◆ AIM OF THE EXERCISE
Could you collect each line of the items below that contains the word "teal"? Letter case counts.

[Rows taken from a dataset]

---

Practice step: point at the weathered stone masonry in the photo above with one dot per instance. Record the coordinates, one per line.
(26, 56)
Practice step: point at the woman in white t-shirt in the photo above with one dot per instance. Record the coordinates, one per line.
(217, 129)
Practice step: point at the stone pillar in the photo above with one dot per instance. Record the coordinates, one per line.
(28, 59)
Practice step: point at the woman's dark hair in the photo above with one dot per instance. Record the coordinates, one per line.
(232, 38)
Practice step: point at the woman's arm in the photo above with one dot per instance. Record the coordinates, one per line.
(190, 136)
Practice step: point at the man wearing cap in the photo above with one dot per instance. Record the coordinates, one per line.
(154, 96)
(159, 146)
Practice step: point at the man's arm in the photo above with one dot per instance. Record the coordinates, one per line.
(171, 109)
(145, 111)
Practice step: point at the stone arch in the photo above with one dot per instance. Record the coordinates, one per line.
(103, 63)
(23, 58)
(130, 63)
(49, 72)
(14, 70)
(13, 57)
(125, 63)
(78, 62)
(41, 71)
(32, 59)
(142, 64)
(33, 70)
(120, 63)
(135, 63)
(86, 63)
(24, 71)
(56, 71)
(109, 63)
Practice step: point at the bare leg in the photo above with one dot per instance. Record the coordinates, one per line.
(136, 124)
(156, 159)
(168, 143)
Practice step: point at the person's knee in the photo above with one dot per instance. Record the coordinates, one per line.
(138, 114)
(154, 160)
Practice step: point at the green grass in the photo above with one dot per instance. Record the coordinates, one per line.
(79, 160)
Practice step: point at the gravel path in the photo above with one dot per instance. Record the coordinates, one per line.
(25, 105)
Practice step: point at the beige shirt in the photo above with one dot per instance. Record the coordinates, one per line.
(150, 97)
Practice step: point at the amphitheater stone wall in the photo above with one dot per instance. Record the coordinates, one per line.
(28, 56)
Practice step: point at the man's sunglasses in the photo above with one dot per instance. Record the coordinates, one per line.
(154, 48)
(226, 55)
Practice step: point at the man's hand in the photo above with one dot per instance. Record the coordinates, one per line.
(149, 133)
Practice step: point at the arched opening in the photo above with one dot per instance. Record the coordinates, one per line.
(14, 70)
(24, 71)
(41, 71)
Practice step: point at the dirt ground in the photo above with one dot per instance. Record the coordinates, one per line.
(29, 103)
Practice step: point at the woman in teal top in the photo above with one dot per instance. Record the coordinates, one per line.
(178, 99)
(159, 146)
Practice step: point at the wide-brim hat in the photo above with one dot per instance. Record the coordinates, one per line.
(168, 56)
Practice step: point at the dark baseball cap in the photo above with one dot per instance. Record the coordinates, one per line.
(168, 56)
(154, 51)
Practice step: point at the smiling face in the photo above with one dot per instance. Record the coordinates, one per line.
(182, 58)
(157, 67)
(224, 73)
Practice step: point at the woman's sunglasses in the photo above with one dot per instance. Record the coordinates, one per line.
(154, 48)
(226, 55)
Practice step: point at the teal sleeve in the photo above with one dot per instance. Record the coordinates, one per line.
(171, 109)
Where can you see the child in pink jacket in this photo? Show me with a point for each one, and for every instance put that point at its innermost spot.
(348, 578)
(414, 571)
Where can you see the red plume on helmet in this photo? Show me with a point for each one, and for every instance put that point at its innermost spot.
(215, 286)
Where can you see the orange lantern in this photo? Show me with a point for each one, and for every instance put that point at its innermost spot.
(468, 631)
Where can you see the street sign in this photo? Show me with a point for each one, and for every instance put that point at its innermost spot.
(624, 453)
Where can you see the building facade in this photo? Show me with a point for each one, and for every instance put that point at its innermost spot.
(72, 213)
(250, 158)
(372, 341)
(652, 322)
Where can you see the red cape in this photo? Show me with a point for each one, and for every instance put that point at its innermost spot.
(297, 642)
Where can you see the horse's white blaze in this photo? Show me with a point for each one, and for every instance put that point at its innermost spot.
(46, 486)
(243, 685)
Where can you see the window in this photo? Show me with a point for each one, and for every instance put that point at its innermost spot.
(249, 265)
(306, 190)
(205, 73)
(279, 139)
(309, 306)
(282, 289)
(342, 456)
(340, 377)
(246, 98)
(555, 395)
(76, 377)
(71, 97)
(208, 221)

---

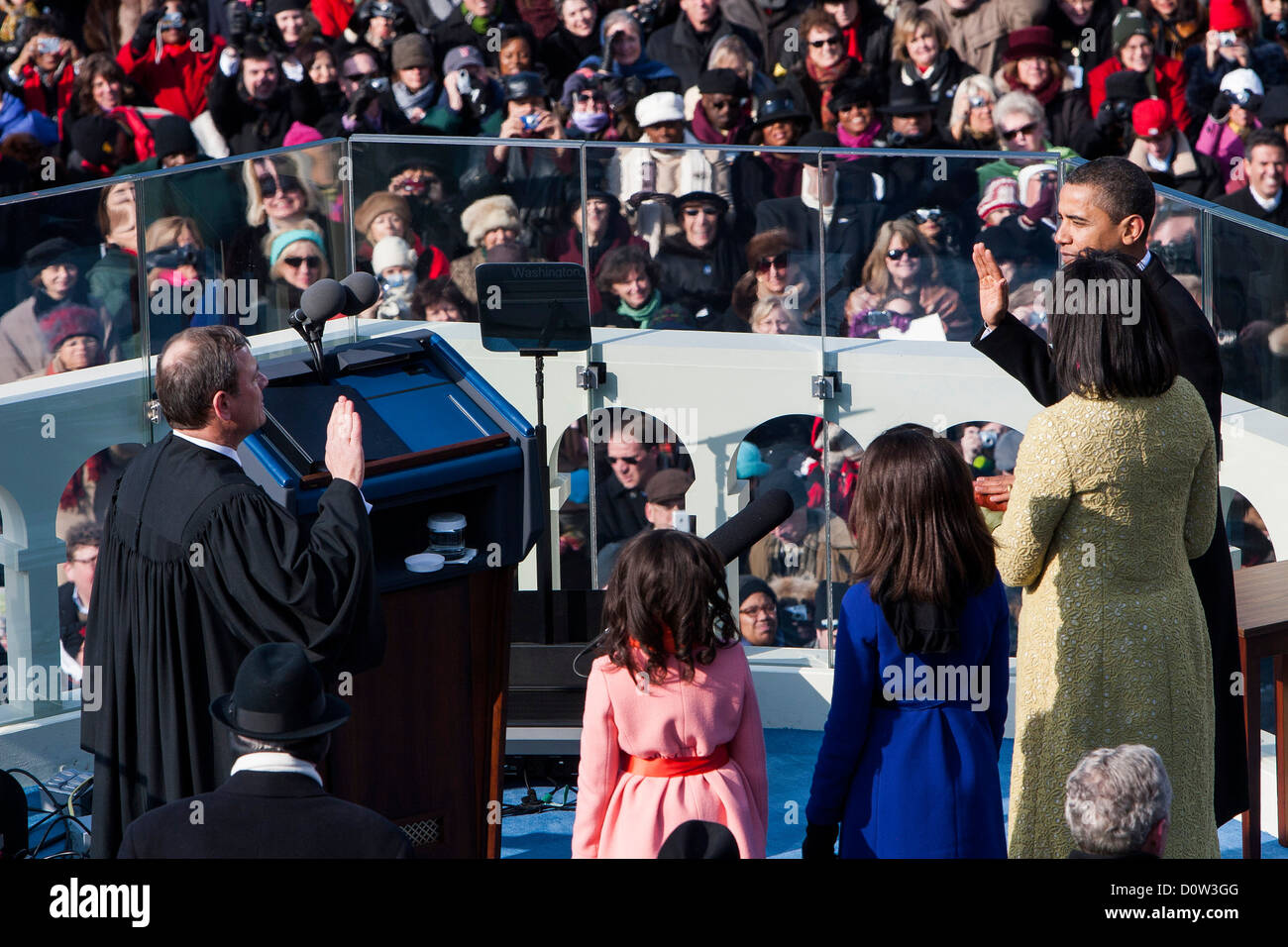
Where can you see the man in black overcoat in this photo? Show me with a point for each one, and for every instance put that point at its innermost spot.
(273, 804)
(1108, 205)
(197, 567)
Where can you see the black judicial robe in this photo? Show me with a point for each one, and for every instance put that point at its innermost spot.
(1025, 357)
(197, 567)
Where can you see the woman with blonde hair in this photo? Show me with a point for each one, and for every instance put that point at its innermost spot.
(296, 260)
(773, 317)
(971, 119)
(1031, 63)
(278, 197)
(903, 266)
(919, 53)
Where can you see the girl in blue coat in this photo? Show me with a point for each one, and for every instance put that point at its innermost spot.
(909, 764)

---

◆ ANSWER TO THIS PROBLEM
Practice step: point at the woman in teal top in the photo above with one dot per instance. Record the coordinates, one per line.
Practice step: point at the teal sleeve in the photo above with one dot per instance. Record the coordinates, one per line.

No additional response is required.